:: Exercise aim ::
Select, from the material below, each line with "upstairs" in it.

:: Data ::
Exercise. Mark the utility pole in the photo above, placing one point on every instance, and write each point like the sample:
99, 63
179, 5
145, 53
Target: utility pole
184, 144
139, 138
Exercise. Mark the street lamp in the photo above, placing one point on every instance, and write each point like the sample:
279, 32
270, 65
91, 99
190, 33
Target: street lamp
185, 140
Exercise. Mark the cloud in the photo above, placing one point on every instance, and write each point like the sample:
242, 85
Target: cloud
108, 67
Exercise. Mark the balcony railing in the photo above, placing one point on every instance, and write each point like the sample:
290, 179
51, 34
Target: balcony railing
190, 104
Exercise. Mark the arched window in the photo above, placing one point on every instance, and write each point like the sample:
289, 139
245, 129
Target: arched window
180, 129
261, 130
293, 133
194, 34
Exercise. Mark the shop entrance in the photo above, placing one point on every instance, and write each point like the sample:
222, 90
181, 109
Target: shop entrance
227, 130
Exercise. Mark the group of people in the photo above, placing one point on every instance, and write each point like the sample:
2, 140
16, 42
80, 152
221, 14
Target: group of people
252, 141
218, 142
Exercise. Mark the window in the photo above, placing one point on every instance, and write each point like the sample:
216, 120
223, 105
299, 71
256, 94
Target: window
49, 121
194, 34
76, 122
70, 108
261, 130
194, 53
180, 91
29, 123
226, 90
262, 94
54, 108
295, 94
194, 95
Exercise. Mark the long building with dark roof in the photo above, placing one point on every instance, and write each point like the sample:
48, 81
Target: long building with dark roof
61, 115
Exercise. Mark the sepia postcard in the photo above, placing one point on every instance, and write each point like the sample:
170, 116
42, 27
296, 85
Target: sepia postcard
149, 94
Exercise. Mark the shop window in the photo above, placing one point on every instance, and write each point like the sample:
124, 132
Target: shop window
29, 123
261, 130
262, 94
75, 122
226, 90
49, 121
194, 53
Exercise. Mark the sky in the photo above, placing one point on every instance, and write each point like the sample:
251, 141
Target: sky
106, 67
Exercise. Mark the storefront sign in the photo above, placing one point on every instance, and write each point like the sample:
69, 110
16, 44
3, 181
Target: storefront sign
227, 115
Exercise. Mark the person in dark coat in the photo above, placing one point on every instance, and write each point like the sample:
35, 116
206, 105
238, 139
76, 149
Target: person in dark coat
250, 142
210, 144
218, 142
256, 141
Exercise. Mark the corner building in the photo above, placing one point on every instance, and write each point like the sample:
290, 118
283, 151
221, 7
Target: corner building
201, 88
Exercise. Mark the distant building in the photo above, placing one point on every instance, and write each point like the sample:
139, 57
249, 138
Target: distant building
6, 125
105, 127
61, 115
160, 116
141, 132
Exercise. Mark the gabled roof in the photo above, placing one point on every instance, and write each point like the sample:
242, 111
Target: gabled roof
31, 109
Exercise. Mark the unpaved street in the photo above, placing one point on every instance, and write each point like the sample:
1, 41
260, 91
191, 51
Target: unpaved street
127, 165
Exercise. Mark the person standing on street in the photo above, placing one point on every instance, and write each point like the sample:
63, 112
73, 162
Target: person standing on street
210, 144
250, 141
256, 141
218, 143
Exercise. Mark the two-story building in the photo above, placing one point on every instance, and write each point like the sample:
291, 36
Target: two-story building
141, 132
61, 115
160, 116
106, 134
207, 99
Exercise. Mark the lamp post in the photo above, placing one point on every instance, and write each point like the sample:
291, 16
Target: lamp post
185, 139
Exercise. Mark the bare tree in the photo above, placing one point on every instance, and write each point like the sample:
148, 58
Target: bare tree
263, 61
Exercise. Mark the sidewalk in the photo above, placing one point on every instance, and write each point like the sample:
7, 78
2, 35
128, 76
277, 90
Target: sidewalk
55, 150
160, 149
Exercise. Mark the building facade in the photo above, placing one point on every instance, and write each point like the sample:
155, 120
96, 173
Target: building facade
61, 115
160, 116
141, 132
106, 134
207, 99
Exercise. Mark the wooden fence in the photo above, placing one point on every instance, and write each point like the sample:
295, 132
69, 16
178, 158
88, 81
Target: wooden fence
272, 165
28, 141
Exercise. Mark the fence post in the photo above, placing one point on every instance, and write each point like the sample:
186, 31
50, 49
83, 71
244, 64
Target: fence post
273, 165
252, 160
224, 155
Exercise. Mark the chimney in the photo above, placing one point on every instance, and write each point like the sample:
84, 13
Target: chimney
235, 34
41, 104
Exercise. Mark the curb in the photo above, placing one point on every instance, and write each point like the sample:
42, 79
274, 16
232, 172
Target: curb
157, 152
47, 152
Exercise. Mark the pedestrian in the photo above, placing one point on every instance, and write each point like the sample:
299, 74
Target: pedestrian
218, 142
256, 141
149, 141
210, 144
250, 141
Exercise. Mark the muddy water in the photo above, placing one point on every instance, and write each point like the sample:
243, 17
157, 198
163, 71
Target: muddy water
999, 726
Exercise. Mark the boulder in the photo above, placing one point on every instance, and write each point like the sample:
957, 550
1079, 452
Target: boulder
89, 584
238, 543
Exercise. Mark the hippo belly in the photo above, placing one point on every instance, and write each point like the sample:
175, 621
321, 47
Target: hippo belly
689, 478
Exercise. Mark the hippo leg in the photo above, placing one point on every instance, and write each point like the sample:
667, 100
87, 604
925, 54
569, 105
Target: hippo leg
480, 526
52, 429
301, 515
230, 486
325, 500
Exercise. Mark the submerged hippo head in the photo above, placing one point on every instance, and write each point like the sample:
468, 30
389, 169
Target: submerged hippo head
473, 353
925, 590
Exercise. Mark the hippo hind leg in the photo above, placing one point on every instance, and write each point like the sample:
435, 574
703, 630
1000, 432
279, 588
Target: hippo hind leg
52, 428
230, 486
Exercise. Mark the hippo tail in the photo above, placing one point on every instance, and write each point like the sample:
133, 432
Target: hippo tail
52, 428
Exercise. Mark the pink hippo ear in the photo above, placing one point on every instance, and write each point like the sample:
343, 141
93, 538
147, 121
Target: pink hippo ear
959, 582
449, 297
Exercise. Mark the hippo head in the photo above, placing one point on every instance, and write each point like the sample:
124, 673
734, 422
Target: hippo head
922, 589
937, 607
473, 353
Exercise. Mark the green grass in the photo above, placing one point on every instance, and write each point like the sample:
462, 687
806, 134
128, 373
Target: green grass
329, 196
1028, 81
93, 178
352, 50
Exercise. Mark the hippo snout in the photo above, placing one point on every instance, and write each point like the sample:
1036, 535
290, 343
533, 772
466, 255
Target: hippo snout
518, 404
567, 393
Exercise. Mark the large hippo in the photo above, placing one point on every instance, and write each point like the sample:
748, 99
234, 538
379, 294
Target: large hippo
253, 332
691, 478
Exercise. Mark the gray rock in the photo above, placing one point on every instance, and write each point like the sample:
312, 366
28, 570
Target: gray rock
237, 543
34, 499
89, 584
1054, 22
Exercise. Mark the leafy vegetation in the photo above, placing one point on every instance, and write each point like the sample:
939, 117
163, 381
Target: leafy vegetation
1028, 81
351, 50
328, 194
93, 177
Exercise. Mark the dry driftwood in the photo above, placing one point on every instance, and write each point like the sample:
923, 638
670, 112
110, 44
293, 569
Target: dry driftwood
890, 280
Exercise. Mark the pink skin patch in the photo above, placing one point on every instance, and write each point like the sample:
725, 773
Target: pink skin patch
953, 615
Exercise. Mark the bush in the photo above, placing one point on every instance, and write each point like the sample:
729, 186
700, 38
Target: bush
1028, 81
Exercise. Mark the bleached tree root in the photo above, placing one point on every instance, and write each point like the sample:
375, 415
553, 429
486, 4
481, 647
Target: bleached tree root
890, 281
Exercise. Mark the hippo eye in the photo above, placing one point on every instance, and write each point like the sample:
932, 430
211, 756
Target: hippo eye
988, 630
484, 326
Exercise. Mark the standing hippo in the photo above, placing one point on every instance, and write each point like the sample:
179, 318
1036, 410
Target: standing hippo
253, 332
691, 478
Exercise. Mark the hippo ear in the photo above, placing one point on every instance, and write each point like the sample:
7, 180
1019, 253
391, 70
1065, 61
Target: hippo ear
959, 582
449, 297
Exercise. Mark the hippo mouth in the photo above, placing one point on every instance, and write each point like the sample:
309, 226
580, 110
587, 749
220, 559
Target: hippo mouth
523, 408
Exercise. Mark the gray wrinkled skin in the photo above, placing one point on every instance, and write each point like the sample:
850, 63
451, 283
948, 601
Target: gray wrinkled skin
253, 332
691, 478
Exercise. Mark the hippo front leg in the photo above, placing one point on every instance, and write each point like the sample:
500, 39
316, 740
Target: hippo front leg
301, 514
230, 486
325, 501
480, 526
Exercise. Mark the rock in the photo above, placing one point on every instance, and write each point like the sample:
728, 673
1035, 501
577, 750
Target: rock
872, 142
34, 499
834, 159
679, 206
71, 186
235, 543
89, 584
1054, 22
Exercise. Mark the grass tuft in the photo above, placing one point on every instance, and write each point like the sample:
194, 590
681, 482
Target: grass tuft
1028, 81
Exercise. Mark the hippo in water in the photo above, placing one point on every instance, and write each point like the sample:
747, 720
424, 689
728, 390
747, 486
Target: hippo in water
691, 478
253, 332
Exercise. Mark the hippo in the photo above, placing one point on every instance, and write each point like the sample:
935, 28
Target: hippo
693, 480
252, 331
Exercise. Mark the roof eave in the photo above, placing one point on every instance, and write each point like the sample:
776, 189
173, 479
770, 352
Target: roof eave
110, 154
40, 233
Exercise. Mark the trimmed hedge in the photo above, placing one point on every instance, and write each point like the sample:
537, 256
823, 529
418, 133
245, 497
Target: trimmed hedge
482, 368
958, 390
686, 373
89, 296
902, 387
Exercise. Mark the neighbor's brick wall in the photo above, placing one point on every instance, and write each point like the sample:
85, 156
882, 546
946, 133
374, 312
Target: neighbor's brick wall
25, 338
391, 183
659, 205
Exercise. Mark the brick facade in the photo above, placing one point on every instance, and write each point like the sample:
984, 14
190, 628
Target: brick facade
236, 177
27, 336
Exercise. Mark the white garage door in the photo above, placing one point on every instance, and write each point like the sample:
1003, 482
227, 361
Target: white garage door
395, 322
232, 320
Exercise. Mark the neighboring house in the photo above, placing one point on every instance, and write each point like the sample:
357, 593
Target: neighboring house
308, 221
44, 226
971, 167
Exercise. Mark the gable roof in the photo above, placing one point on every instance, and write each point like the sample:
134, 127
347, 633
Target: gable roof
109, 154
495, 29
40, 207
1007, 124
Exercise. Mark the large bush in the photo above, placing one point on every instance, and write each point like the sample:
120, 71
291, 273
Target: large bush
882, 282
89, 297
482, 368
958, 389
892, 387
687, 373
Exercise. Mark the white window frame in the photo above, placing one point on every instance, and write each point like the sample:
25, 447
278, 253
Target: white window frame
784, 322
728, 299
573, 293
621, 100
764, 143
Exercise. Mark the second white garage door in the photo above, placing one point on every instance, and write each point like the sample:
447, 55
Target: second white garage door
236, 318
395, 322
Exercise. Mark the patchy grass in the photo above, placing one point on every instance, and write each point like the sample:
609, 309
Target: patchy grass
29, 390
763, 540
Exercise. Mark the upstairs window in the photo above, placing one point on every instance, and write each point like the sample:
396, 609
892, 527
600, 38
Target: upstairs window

:: Exercise output ::
Exercise. Mark the upstairs window in the photo above, placing one point on every instance, and write each point like the sample:
Target: upstairs window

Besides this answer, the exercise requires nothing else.